= PAGE EXCERPT =
◆ ◆ ◆ ◆

Bryant will deliver his speech at 5 p.m. in the House chamber at the Capitol in Jackson. The governor's address and Wiseman's response will both air on Mississippi Public Broadcasting television and radio. The Democratic trust taped Wiseman's response on Tuesday in Jackson.
"I'm tremendously honored to be selected," Wiseman said. "As a proud Democrat, it means a great deal to me, personally, that the party asked me to make an official response."
Mississippi Democratic Trust Director Brandon Jones said the organization chose Wiseman for his leadership qualities and the fact he dealt daily with state policies on the local level.
"Parker is just an outstanding leader," Jones said. "People who have gotten to know him see him as a rising star in this state. I've been very impressed with Parker's leadership there in Starkville.
"Almost every law that is passed at the state capitol has a big impact on our communities," Jones added. "So I think mayors, (aldermen) and supervisors in Mississippi are uniquely positioned to address whether what the legislature is doing works."
Wiseman, who received and accepted the response duty on Friday, said he agreed that a local official could bring a particularly relevant counter-perspective to the Republican governor's policies and platform, especially since he said Mississippi Democrats found their most recent political successes largely in mayoral races across the state.
He said this evening's response would highlight Starkville's recent achievements, including more than 100 new businesses opening in the city over the past five years and C Spire's selecting Starkville last fall as one of the first nine cities in Mississippi whose residents will have access to 1-gigabit per second fiber Internet service.
"This is a wonderful opportunity for us as a city because it gives me the opportunity to showcase some of the wonderful things that are happening here in Starkville," Wiseman said.
Over the past year, Wiseman said he had particularly been disappointed with the positions Bryant and Republicans in the legislature had taken on education funding and heath care issues. He cited the state's $292 million shortfall for funding the Mississippi Adequate Education Program and the legislature's refusal to adopt any kind of program to use federal dollars to expand Medicaid coverage to about 300,000 additional Mississippians.

◆ ◆ ◆ ◆

= MATERIAL SUPPLIED =
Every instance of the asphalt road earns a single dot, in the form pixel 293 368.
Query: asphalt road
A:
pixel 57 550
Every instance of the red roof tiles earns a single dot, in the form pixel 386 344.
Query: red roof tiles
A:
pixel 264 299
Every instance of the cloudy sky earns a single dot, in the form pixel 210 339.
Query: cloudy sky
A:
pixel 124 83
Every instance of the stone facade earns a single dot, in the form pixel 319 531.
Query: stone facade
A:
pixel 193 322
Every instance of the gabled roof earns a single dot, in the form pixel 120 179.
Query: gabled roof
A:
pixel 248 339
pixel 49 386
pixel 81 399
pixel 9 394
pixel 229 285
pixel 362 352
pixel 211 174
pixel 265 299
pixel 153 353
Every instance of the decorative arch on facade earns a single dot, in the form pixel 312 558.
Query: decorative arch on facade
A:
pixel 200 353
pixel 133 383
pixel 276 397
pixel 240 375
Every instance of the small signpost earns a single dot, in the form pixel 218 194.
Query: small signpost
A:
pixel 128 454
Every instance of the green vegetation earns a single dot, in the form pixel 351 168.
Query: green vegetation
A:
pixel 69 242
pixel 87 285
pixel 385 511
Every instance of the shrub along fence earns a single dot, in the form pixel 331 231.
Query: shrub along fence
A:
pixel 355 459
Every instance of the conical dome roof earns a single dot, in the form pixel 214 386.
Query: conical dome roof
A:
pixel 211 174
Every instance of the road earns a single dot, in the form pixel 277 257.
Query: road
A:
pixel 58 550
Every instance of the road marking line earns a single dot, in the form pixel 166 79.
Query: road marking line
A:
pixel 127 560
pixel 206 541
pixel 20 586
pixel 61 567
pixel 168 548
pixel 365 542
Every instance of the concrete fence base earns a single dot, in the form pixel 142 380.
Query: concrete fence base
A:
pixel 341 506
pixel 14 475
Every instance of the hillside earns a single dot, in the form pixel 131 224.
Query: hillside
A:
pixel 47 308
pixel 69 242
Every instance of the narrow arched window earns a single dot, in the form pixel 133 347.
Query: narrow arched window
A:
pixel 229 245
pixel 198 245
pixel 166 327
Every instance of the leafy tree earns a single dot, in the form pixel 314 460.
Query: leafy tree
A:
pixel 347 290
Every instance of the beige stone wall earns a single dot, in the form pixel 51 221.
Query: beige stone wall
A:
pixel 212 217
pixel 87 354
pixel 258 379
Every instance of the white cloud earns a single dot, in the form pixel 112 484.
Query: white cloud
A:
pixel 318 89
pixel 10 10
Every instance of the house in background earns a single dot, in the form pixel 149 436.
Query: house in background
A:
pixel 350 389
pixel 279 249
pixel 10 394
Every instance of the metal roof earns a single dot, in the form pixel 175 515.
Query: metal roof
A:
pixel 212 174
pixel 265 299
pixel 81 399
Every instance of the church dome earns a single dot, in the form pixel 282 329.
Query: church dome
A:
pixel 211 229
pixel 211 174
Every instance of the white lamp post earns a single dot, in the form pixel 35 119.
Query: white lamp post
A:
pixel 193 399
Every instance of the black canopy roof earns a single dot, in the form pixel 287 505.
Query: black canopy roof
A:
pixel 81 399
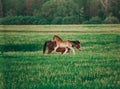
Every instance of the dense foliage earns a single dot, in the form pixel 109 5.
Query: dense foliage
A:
pixel 59 11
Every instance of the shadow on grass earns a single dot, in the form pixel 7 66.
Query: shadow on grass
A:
pixel 20 47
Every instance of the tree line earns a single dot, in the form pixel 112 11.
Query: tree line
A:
pixel 59 11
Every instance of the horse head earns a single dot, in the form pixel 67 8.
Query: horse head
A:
pixel 56 38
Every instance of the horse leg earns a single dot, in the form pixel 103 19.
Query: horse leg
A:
pixel 66 49
pixel 72 50
pixel 55 49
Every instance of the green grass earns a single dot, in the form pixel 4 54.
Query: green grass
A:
pixel 96 66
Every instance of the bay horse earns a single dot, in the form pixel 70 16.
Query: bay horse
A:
pixel 61 43
pixel 52 44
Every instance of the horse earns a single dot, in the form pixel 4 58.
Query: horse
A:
pixel 61 43
pixel 52 44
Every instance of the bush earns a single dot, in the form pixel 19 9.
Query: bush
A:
pixel 111 20
pixel 16 20
pixel 70 20
pixel 93 20
pixel 57 20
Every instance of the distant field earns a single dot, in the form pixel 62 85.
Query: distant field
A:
pixel 23 66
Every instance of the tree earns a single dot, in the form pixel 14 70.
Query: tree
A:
pixel 1 9
pixel 59 8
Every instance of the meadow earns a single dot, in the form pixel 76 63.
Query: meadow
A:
pixel 24 66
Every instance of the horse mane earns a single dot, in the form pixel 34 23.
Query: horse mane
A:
pixel 50 44
pixel 57 37
pixel 74 42
pixel 44 47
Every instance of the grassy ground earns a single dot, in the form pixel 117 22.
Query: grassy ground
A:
pixel 96 66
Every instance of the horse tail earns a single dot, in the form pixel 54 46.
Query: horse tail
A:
pixel 44 47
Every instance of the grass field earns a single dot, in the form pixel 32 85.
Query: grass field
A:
pixel 23 66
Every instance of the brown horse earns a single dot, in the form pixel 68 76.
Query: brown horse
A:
pixel 52 44
pixel 63 44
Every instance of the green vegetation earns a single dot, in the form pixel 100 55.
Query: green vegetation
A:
pixel 59 12
pixel 23 66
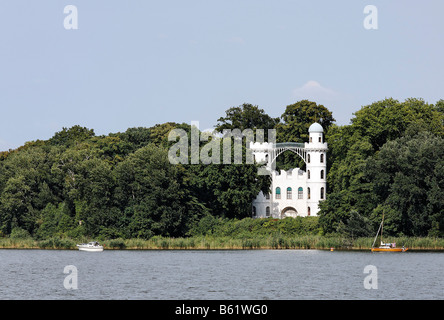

◆ ◆ ◆ ◆

= WORK TASK =
In the news excerpt, how many new businesses does Wiseman say opened in Starkville over the past five years?

= SOLVED EXERCISE =
More than 100.